Records —
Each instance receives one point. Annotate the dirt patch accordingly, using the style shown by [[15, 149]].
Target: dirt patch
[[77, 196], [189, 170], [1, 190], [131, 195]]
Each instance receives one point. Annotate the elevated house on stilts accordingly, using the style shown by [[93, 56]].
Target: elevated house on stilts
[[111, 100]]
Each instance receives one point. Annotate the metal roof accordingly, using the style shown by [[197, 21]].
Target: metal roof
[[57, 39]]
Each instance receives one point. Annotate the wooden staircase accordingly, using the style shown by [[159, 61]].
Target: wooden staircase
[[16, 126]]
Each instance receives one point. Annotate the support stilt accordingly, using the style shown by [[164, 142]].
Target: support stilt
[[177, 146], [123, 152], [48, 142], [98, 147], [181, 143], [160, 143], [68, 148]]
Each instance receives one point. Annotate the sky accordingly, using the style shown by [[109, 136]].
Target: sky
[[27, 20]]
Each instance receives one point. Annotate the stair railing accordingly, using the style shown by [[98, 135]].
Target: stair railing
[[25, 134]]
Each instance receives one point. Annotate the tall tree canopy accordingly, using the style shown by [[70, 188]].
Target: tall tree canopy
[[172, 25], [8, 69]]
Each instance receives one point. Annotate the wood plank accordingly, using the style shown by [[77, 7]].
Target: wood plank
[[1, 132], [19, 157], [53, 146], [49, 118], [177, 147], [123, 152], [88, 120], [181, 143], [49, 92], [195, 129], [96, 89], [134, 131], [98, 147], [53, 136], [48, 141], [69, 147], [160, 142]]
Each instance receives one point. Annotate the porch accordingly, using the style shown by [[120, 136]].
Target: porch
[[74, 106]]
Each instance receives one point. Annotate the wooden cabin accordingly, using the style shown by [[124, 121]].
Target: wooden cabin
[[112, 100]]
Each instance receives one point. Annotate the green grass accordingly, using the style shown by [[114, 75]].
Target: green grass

Task prompt — Put every line from the one containing "Each instance receives one point. Annotate the metal" down to the last line into a numbered list, leaving out any blank lines.

Exercise result —
1. Each instance receives one point. Annotate the metal roof accordingly, using the style shown by [[197, 21]].
2. Target: metal roof
3. [[57, 39]]
4. Each instance receives one point. Annotate the wooden staircase accordingly, using the style shown by [[159, 61]].
5. Target: wooden staircase
6. [[16, 126]]
7. Each instance receives one point. Annotate the support stilt accordingly, using the style shown by [[164, 142]].
8. Target: support stilt
9. [[177, 146], [123, 152], [48, 142], [98, 147], [181, 143], [160, 143], [68, 148]]
10. Each instance receives one point. Annotate the sky accordingly, using the style shown by [[109, 136]].
11. Target: sky
12. [[27, 20]]
13. Each instance receives one point. Annotate the stair railing accordingly, using the style shown by [[98, 135]].
14. Target: stair railing
15. [[25, 134]]
16. Each instance receives one point. Annotate the tall tree canopy accordingly, using the style shown by [[70, 188]].
17. Target: tall tree canopy
18. [[172, 25], [8, 69]]
19. Each instance receives one point. Annotate the wood plank accordingly, using the style shown by [[77, 7]].
20. Target: wood plank
21. [[1, 132], [19, 157], [53, 146], [49, 118], [177, 147], [123, 152], [88, 120], [181, 143], [49, 92], [195, 129], [96, 89], [134, 131], [98, 147], [53, 136], [48, 141], [69, 147], [160, 142]]
22. Each instance receives one point. Annotate the porch accordingly, using the style shown by [[120, 136]].
23. Target: porch
24. [[74, 106]]
25. Each instance receives one point. Annotate the wooden cabin accordingly, using the style shown by [[124, 121]].
26. Target: wooden cabin
27. [[112, 100]]
28. Each instance receives one point. Annotate the green grass accordingly, using the style shown by [[114, 75]].
29. Target: green grass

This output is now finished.